Copy the entries below word for word, every line of each one included.

Dataset entries

━━━━━━

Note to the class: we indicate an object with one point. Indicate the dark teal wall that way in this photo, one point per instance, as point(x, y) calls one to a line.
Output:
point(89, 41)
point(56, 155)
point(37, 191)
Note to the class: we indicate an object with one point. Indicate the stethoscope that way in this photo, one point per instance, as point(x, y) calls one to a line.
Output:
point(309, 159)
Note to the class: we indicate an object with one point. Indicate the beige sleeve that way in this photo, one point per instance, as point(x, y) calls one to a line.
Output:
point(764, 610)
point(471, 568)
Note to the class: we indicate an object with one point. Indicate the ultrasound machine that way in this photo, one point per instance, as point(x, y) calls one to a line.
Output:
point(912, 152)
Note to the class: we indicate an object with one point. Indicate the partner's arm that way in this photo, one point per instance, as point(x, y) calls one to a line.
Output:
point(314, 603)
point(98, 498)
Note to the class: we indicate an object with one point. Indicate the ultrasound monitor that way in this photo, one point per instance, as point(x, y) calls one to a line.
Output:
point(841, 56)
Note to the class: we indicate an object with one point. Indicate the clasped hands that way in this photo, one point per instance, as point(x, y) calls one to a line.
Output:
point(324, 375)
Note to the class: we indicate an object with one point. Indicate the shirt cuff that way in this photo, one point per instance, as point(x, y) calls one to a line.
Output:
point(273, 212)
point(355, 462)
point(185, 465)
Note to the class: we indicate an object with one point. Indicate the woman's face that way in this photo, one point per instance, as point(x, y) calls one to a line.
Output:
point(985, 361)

━━━━━━

Solution below:
Note to the class: we indicate an object with one point. Indicate the dark teal wall that way in this photo, one point per instance, as point(x, y) calls one to a line.
Output:
point(89, 41)
point(56, 155)
point(37, 191)
Note to the class: we indicate an object with one point. Indicate the stethoscope that way in this photo, one point per instance, as point(x, y) calls one to a line.
Output:
point(309, 159)
Note to the class: we indicate an object with one point. Indicate the beige sleeve that way in this photo, one point per instance, as point(x, y) calls one to a line.
Output:
point(764, 610)
point(471, 568)
Note to the class: we indicate an object with one point. Indicate the ultrasound machine that way in this photo, one point per instance, as point(x, y) calls one to a line.
Output:
point(912, 152)
Note to the class: we indicate an object with one point. Indicate the partner's arm that way in this photo, one point per instance, as point(x, y) calls one to a line.
Output:
point(314, 603)
point(98, 498)
Note to the class: we indicate an object with one point. Indicate the ultrasound monitor that way in this photo, one point per instance, as point(x, y) calls one to a line.
Output:
point(841, 56)
Note to the class: we indicate an object with one point. Indicate the clasped hands that way in this photo, one point per instance, as point(x, y) calls one to a line.
Output:
point(324, 375)
Note to the class: we indicate an object with one point. Indicate the shirt cuff that way in this photo, one point per instance, as point(x, y) calls one to a line.
Output:
point(273, 212)
point(355, 462)
point(185, 465)
Note to the class: we indicate an object with one point. Indicate the woman's face that way in this photo, one point per instance, as point(x, y) calls one to a line.
Output:
point(985, 361)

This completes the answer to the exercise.